## YOUR OBJECTIVE
Count the lines in the data below that contain the string "charred". Reply with the number alone.

## PROVIDED RECORDS
○ ○ ○ ○ ○ ○ ○

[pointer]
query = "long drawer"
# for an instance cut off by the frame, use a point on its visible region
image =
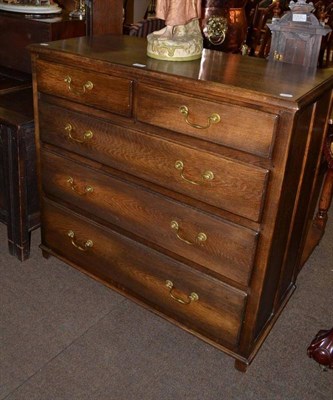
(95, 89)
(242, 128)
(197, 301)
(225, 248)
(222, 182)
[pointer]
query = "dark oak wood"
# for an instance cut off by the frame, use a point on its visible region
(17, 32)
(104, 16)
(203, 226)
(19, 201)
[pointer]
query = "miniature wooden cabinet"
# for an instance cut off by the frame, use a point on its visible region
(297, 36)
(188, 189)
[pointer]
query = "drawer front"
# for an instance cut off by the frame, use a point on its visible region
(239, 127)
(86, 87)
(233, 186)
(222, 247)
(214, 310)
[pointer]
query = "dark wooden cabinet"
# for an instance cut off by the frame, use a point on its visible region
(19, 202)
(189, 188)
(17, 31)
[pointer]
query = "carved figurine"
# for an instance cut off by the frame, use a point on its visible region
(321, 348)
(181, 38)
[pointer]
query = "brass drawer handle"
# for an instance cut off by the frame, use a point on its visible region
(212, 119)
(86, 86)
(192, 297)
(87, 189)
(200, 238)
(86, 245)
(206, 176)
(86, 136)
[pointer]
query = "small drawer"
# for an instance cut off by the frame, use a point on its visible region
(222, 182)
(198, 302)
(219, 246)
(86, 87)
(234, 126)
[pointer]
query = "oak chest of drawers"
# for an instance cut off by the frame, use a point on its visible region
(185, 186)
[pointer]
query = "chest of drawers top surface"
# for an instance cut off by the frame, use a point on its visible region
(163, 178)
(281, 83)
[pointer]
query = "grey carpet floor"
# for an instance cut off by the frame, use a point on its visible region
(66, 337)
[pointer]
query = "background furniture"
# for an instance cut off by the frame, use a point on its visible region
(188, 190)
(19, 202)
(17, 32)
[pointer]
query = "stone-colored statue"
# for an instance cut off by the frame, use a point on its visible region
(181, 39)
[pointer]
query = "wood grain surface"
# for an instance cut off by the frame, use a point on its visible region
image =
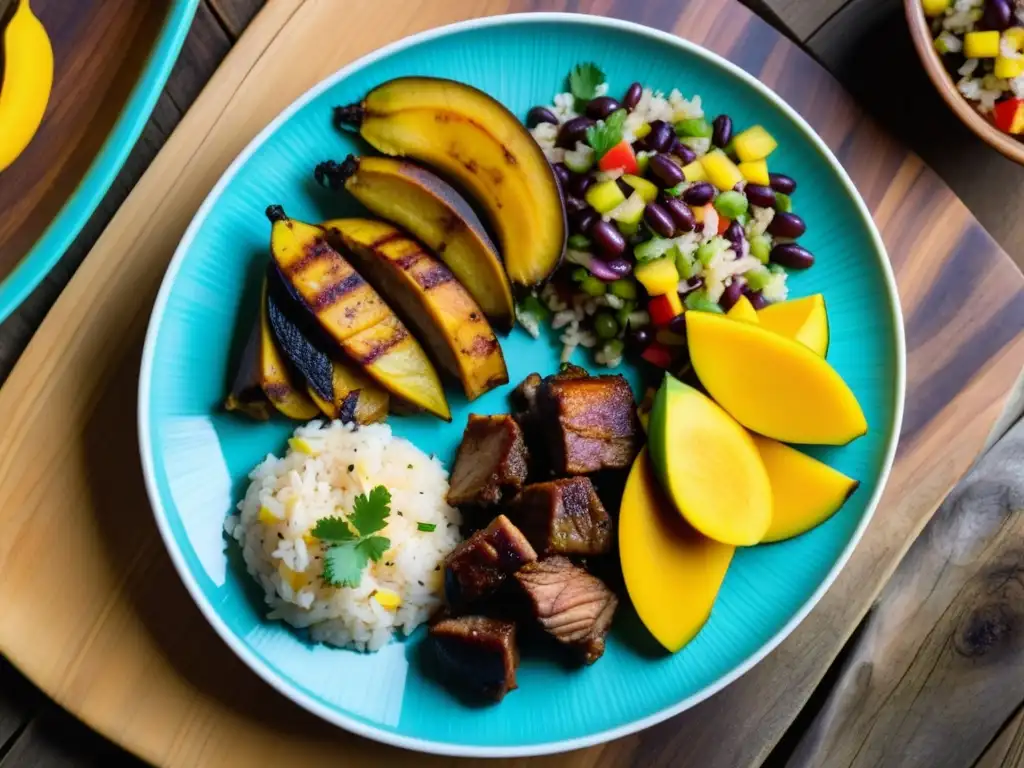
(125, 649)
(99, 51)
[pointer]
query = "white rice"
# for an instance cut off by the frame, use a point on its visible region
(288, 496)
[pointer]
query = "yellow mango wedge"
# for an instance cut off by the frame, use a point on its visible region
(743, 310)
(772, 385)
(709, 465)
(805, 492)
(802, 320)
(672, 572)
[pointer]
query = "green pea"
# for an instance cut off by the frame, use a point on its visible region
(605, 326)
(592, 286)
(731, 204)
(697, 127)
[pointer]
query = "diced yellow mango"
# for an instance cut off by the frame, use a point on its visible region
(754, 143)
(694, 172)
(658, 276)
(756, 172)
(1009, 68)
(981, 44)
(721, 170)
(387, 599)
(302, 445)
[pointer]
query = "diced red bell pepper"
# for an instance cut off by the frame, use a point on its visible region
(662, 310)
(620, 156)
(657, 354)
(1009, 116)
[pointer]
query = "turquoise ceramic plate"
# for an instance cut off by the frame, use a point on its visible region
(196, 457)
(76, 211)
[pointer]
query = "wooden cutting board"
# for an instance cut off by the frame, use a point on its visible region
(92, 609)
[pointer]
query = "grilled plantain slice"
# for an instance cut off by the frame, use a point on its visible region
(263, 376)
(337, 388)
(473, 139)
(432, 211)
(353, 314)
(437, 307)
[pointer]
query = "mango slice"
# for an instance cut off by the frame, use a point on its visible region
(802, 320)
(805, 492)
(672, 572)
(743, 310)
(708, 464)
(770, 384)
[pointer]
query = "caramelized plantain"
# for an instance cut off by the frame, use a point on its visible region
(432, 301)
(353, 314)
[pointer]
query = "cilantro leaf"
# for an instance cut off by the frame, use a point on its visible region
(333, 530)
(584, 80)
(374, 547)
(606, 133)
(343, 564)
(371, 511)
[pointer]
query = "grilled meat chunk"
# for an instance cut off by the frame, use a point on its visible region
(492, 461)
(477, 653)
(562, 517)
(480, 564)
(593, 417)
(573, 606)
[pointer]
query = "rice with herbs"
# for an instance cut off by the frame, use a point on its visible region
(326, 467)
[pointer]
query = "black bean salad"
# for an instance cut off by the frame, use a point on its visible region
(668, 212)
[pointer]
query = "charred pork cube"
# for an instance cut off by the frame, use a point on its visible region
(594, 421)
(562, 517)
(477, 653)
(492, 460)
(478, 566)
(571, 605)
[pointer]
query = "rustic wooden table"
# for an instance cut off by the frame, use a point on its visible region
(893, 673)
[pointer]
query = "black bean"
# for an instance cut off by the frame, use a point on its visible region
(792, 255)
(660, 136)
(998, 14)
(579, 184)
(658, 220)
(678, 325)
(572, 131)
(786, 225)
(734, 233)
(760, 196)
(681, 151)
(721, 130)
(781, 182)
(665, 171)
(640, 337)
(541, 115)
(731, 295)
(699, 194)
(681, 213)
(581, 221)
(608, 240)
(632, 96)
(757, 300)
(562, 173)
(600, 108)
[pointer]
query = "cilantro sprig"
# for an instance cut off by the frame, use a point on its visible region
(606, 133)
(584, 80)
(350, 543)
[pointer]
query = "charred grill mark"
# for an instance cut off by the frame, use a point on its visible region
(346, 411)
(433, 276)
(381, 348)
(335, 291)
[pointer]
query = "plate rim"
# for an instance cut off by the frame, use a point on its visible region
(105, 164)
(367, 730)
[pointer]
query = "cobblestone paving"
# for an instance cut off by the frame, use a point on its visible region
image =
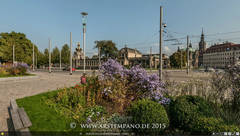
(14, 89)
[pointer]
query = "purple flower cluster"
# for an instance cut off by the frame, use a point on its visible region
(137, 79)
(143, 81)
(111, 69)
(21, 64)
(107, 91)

○ ○ ○ ○ ○ ○ ○

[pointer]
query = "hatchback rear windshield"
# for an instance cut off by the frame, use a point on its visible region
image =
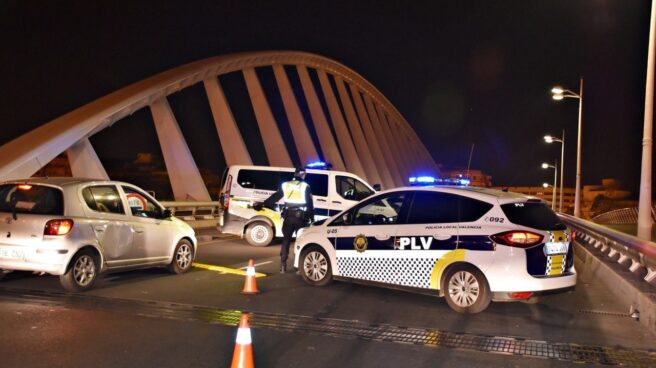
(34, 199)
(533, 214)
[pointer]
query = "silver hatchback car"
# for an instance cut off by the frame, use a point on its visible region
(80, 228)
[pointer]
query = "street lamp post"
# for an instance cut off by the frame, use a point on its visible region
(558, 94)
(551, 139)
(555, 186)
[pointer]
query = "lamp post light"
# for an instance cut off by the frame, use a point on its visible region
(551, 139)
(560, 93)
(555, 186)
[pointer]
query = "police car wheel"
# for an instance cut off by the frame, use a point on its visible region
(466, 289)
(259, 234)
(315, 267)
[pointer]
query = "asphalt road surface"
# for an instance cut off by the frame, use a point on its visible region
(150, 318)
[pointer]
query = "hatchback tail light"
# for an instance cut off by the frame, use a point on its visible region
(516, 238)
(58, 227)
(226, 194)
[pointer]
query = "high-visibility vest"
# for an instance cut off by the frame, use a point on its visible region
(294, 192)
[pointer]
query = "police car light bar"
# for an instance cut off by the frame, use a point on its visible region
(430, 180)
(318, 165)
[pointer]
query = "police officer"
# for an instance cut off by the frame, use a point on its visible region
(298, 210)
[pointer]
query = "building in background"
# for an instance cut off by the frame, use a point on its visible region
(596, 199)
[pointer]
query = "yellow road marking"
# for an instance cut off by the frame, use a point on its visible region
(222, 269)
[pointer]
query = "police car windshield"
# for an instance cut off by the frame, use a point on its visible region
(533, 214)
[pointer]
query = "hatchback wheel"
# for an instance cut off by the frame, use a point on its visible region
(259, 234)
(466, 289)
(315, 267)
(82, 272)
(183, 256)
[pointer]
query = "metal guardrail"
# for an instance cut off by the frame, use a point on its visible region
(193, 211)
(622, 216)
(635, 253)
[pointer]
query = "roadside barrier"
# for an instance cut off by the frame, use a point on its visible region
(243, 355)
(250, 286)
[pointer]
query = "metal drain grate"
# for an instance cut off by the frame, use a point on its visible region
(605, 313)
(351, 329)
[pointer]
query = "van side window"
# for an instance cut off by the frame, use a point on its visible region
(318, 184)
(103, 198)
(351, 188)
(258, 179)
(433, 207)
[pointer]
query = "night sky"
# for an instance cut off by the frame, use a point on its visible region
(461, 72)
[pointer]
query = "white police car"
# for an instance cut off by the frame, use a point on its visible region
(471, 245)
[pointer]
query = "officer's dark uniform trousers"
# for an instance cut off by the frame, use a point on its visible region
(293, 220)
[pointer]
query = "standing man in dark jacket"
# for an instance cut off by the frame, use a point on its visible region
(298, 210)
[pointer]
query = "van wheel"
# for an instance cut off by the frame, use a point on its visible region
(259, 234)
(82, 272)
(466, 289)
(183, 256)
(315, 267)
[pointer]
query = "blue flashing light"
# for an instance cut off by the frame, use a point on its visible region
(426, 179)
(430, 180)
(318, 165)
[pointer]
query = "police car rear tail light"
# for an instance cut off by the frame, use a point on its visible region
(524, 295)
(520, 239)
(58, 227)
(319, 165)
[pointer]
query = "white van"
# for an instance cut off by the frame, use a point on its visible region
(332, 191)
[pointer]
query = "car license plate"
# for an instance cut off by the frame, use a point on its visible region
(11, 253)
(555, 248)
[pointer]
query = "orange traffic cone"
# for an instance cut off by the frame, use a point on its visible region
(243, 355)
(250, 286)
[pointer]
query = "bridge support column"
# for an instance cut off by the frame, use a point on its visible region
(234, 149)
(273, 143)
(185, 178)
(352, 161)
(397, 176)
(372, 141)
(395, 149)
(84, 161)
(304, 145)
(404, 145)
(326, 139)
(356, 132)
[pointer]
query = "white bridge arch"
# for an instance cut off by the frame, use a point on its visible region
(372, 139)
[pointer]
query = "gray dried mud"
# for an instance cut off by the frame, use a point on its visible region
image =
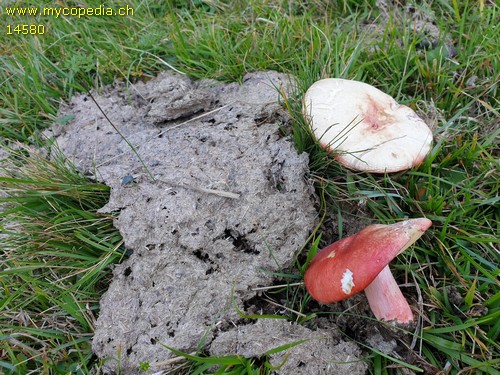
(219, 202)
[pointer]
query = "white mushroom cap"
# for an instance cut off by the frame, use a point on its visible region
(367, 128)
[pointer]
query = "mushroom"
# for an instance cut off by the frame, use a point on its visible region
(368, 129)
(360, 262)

○ ○ ○ ○ ○ ○ ○

## TASK RESULT
2